Extracted records
-=-=-
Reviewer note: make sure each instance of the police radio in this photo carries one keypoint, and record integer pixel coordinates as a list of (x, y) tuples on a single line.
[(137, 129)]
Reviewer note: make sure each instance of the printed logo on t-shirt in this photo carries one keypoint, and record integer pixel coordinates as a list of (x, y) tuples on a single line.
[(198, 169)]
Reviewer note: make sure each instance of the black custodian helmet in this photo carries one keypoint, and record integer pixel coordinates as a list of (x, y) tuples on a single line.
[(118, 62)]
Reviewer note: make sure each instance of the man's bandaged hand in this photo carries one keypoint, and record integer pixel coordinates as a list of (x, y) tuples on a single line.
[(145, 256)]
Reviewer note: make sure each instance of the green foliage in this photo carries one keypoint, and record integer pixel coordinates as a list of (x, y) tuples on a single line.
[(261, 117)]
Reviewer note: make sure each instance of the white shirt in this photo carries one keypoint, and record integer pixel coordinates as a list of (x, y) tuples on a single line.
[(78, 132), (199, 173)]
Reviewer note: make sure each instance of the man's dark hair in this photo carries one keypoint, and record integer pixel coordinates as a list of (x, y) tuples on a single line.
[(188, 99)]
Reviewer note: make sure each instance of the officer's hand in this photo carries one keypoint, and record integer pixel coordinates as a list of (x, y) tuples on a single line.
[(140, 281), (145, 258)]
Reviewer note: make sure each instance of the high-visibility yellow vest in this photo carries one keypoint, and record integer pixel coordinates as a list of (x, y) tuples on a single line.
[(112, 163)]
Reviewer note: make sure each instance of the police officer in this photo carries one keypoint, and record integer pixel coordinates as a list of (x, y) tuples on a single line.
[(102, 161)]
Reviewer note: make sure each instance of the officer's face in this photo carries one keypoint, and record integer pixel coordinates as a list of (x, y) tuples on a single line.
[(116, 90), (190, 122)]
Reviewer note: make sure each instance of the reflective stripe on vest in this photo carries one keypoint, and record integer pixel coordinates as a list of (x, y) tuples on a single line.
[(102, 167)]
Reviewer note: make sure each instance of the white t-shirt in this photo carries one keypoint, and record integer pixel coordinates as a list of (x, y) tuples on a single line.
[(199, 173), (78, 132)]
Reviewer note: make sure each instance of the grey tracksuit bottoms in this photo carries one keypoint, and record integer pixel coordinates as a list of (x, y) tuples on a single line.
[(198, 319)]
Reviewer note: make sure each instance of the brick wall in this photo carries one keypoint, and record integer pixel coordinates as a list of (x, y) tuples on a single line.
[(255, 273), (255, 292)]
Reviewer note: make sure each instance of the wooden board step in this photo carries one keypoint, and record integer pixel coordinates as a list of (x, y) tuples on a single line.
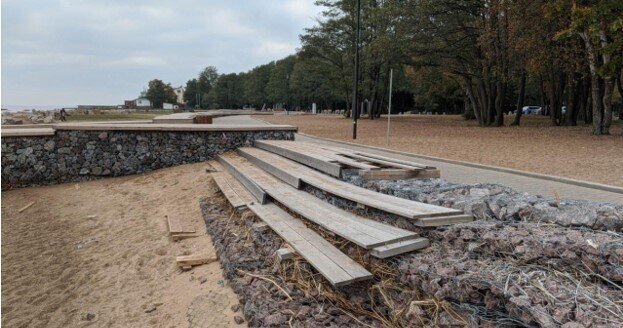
[(400, 247), (287, 150), (364, 232), (443, 220), (251, 186), (398, 174), (370, 156), (335, 266), (237, 195), (273, 163)]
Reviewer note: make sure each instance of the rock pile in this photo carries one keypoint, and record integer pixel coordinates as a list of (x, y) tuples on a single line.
-=-=-
= Problem details =
In your copy, repeat each record exactly and include no pictures.

= Answer for this exercise =
Reviewer note: make sure each instance of the police radio in this photo carries one keypoint, and record integer pixel coordinates as a list of (x, y) tuples on a single line.
[(137, 129)]
Reviewer note: make sure each instance of the printed logo on t-shirt in this photo carries one keypoint, and record integer pixel coordinates as a list of (x, y) tuples on a single line.
[(198, 169)]
Reviewer note: make sure each instance of the black custodian helmet in this photo carries one keypoint, and record integer pixel coordinates as a list of (x, y) tuples on a single line.
[(118, 62)]
Reviewer note: make sure each instance of the man's bandaged hand in this photo carries one keypoint, and record integer pixel coordinates as a list of (x, y) tuples on a single line.
[(145, 256)]
Reviewer note: make sure each instance of the green foliage in this photo carries one keypoint, and record integer pixel coordinates as a list of (x, y) tuples on a single line.
[(261, 117)]
Reviewer note: make sure each instance of the white shirt in this photo carries one keypoint, and record integer pixel coordinates as a list of (x, y) tuples on a single line.
[(78, 132), (199, 173)]
Reviewer note: make sure each instance of the man's dark hair in this photo carries one keypoint, and record integer pixel coordinates as a list of (x, y) tuples on a single line.
[(188, 99)]
Reviewer note: make sure each instance of the officer's hand in this photo carries one keypoint, and record integer pixel coordinates as a list of (x, y) tuples on a single line.
[(140, 281), (145, 258)]
Reviewer note: make sure each instance of the high-visibility yellow vest in this photo carries one keypoint, and record integer pixel coordinates as a list of (x, y) tuples on a single line.
[(112, 163)]
Reviewer note: make sure each instance of the police officer in this photo carries one keypoint, and record integer pixel coordinates as a list of (x, y) tuples on a single line.
[(102, 161)]
Reviewer note: make sure each instance of the officer's face in this photo carries one keypoint, and record integer pixel coordinates as a list of (x, y) tuples on a single line.
[(116, 90), (190, 122)]
Reviewer note: make sure each instance of the reflective stripe on vest in this photo carries one keypoint, and record integer pixel coordinates as a list of (x, y) tuples on a single line.
[(102, 167)]
Reviewer note: make sure each instance of the white t-shirt in this photo carries one keypoint, and record integer pixel coordinates as a list of (x, y) tuples on a single line.
[(199, 173), (78, 132)]
Reviewer note: make sure each instance of the grey tracksuit bottoms in this photo carries one keypoint, and record integer pixel coordinates as a list of (x, y) tuples on a single line.
[(198, 319)]
Reviewer note: make sure each instance of the brick wall in this photo carries one keypoint, and record integer pixel coordinates as a list of (x, y) tuples on a single line.
[(255, 273), (255, 292)]
Reviewer note: make sure each instance of the wooden board step in this photo carries one keypoint, and record integer pixel coordinates as a list of (x, y) tuples on a single line.
[(400, 247), (287, 150), (364, 232), (443, 220), (251, 186), (398, 174), (370, 156), (335, 266), (237, 195), (273, 163)]
Reviewer note: make sure each instance of the rock pile in this photo carries one keypoint, and record integer pixel coordinates as a list of (x, y) tuples on a single line.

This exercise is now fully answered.